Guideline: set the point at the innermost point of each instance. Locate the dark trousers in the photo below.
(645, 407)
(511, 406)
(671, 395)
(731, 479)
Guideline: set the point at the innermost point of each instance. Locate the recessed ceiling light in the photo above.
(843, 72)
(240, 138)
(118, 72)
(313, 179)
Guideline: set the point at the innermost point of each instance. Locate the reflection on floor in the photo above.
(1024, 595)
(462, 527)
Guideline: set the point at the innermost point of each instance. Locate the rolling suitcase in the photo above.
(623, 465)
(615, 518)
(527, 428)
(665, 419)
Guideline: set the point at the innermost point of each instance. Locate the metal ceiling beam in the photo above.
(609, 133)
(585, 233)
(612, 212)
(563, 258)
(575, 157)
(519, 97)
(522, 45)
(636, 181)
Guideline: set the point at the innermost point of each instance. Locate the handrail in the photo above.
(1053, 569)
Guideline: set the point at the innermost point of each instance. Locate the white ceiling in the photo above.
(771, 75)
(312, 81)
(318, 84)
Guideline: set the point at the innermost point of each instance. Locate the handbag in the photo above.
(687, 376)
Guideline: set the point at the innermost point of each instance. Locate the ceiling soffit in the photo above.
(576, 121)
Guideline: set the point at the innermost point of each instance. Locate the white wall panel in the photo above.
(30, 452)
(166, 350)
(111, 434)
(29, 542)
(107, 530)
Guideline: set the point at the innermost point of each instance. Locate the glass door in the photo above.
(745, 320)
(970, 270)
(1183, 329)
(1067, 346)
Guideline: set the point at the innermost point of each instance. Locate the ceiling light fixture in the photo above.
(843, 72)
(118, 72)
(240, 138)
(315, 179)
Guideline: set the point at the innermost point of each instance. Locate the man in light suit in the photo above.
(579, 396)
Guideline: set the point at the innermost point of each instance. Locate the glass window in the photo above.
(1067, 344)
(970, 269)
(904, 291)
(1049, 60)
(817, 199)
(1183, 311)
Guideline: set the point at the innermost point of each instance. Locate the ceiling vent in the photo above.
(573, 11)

+++++

TASK INSTRUCTIONS: Repeat every entry above exactly, leaving nothing out.

SOLUTION TO THIS PROBLEM:
Guideline: set the point at the innermost point of each instance. Locate the dark trousers in the photo below.
(645, 407)
(511, 406)
(671, 395)
(731, 479)
Guideline: set the point at the innermost point of each instance. Locate the recessed ceiling light in the photo above.
(843, 72)
(240, 138)
(118, 72)
(313, 179)
Guideline: set the point at the innermost point of each instance. Locate the reflection on floor in the photo above.
(1024, 595)
(462, 527)
Guideline: set the point at the innermost point of each instance. Locate the rolling suitcase in the photo above.
(623, 465)
(615, 518)
(527, 428)
(665, 419)
Guideline: set the point at the innermost point of each instance. Locate the metal ceiling beam in the photo above.
(609, 133)
(585, 233)
(612, 212)
(563, 258)
(575, 157)
(519, 97)
(522, 45)
(636, 181)
Guideline: set the point at the innermost point of each instance. Locate the handrail in the photo above.
(1053, 569)
Guideline: set the point at the innermost point of each instance. Locate the white ceiling in the photo above.
(771, 75)
(312, 81)
(318, 84)
Guideline: set the point at the innermost point of each instance. Locate the handbag in the photo above.
(687, 376)
Guideline: set the point at the innermost point of each instance. Locate the ceiling soffit in the photo above.
(576, 121)
Guideline: set the point at the innermost point of each instance. Locate the white wall panel in the photo above.
(30, 452)
(166, 350)
(111, 434)
(29, 542)
(107, 530)
Guideline: set the point at the innermost point of each instance. Locate the glass door in the photo above.
(745, 320)
(970, 270)
(1183, 329)
(1067, 346)
Guideline: set the point at the innermost point of each instance. Locate the ceiling light fixture in the photo above.
(843, 72)
(118, 72)
(240, 138)
(315, 179)
Guideline: set the point at the innermost point of each instance. Locate the man in light suit in the photo above.
(579, 396)
Guideline: set the point at the innermost point of each instance. Locate the glass window in the photo above.
(1067, 344)
(970, 269)
(904, 291)
(1049, 60)
(817, 199)
(1183, 311)
Guideline: set the point at the innermost point of each instance. Locate the ceiling vent in the photo above.
(573, 11)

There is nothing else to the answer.